* EXERCISE: Where an entry contains a picture, omit the picture and repeat the rest exactly.

* DATA TO USE:

-*-

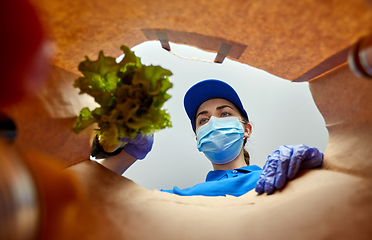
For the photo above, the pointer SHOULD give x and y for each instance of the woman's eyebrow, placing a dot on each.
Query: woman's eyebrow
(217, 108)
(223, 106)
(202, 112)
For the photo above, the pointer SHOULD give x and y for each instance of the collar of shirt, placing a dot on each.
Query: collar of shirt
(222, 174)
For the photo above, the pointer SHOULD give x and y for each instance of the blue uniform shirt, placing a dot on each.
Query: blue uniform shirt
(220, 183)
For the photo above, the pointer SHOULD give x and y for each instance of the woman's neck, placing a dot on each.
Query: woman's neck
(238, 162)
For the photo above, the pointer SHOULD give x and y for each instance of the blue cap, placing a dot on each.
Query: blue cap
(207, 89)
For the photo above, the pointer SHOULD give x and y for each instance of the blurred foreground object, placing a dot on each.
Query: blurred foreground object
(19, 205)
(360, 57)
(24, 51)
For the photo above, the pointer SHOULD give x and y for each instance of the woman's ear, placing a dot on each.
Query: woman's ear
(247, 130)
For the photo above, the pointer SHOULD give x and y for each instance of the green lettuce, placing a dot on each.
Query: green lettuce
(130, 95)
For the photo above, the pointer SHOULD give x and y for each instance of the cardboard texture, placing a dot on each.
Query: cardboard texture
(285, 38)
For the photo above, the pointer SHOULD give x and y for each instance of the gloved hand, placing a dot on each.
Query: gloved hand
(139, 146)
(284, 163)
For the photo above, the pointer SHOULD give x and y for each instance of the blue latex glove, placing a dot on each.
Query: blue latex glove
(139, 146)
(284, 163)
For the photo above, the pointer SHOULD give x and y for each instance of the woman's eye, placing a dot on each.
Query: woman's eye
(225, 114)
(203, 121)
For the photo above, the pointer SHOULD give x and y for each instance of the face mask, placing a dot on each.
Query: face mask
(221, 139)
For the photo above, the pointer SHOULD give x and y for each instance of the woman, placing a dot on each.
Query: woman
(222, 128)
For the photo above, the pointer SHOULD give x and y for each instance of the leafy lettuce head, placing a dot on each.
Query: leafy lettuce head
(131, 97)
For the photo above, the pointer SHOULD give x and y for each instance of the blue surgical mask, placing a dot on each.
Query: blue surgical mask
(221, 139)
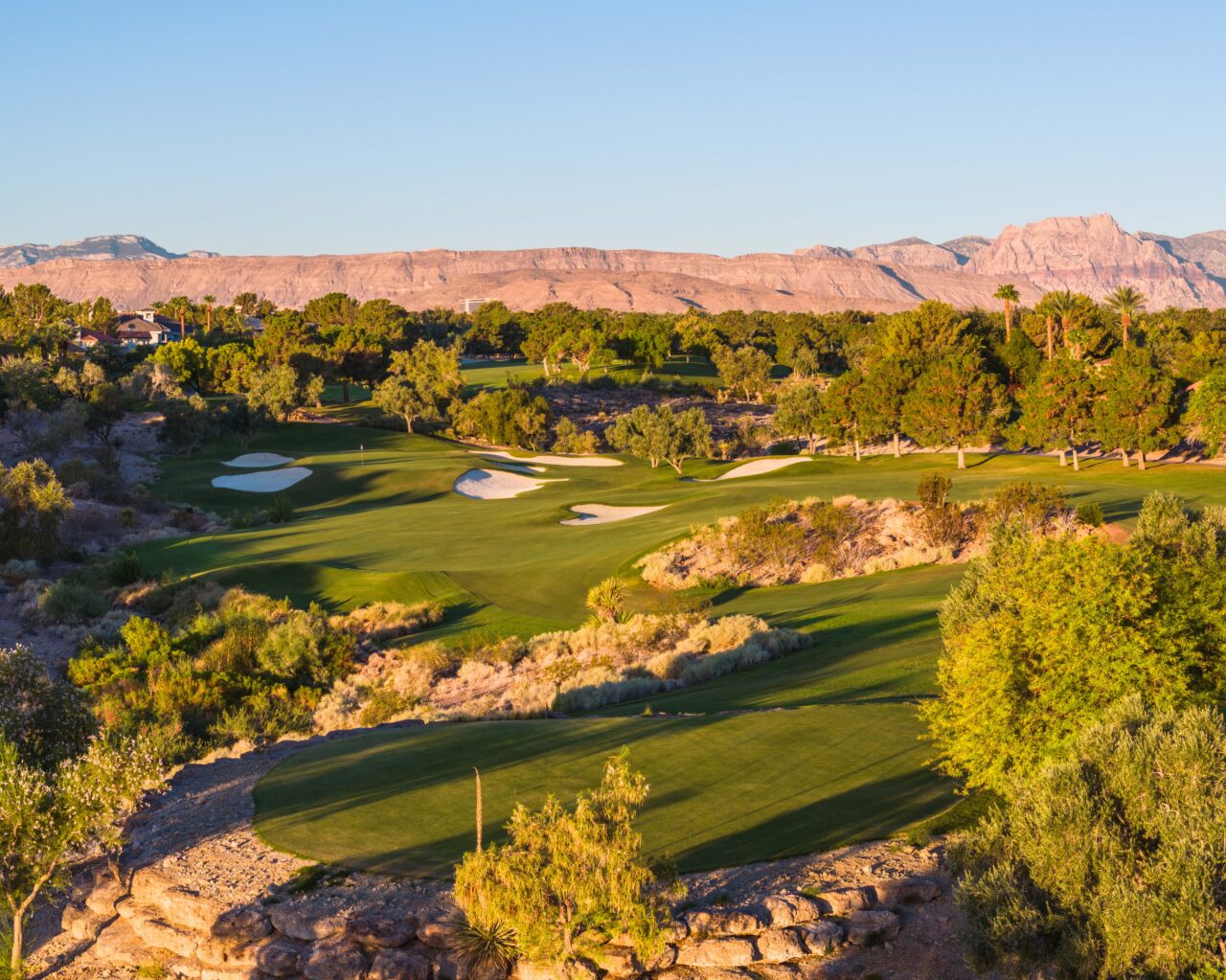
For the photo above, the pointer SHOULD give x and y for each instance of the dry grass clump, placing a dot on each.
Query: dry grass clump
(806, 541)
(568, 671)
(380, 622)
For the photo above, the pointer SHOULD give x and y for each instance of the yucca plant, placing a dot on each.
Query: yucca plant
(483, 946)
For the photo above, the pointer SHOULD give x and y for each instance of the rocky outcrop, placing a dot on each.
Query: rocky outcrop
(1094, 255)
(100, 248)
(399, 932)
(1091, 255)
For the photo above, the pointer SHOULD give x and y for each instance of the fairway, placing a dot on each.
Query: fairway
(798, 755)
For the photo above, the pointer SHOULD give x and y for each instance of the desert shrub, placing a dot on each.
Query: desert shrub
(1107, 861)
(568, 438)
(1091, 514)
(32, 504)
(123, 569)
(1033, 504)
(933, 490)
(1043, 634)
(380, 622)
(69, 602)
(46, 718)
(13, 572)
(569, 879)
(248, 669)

-*-

* EXERCISE OUTPUT:
For the photo above, the pointer SHOULD give x and y for each instance of the woman's eyebrow, placing a dot on each.
Query: woman's eyebrow
(217, 108)
(223, 106)
(202, 112)
For the photo above, the pointer SHOULD give x and y for each instance of the collar of shirt, placing a dot on each.
Query: collar of shirt
(222, 174)
For the photo above, the pointer SHOULD give x and y for each instance of the blue uniform shirt, placing a dot on each.
Query: blue uniform shirt
(220, 183)
For the photo above, the pointer SHOULD give x and y for each instance of the woman's neck, placing a dot on each.
Query: woman's neck
(238, 162)
For the photo above, the pointer SHOULD give x and y for each instance of the blue cap, placing a dot on each.
Query: blue cap
(207, 89)
For the photo above, the pointer SHOULD give x and y for each instance of the blurred foreground object, placing a dot on each.
Query: blurred foreground object
(19, 205)
(360, 57)
(24, 51)
For the photo above, the pointer SHOULD give x and y for each instance of the woman's ear, placing a dot on each.
Query: woman's ear
(247, 130)
For the photo above, the pointer SHOULD give x and y for each instance of the green lettuce, placing a dot on each.
Query: green lettuce
(130, 95)
For the photo above, the pointer SHOULD give x and y for each instance of the cardboard texture, placing a dot on each.
Query: cardboard texture
(285, 38)
For the photo above, the pointer SHOULD give x and y for each instance of the gloved hand, placing a dot on each.
Query: gloved hand
(139, 146)
(284, 163)
For the photo above, the pointer SHOULD give x and y for each instance of the blue latex glove, placing a dot on each.
Query: blue latex glove
(139, 146)
(284, 163)
For the photo above, the pointer SHOULD give x and y for each instance of the woman's eye, placing a dot on each.
Query: woman's eye
(225, 114)
(203, 121)
For the photo above, the pointer SHOULD give x and y for each instance of the face mask, placing a dot on each.
Query: face mask
(221, 139)
For the photo above, the pointer SHOULD give x and y for each instance of the woman, placing a dot on each.
Query: woman
(222, 128)
For the photo above, the pointer SHOULD give x and y for each instance of the leafy lettuce head, placing a dot on each.
Query: leafy lettuce head
(131, 97)
For the photo above, the pointer SHOULD give x and y for each instance of the blue surgical mask, placing a dot on each.
Query: blue surgical mask
(221, 139)
For the photo above, the pointer SHOULD give x and y for each instance of the dry grass clump, placing a dot on each.
Query: dry grass clump
(806, 541)
(568, 671)
(380, 622)
For the photo above, the pointer SHOULD give x and y for each instance of the yucca plant, placing a dot on each.
Query: yucca plant
(483, 946)
For the photo above, the pointer SHOULD give x and y for each instance of the rocky outcrop, placing a dot on each.
Query: rocky outcrop
(1094, 255)
(100, 248)
(399, 932)
(1091, 255)
For the photo above, the pointer SHOULD give x and y for each instance of the fairway, placing a dot on each.
Query: fairway
(798, 755)
For the photo above, the pointer SHOULD give x and y for each instance of the desert shrub, placing a dot on each.
Query: desert shrub
(1107, 861)
(568, 438)
(1091, 514)
(32, 504)
(123, 569)
(1033, 504)
(933, 490)
(1043, 634)
(380, 622)
(69, 602)
(46, 718)
(13, 572)
(569, 879)
(248, 669)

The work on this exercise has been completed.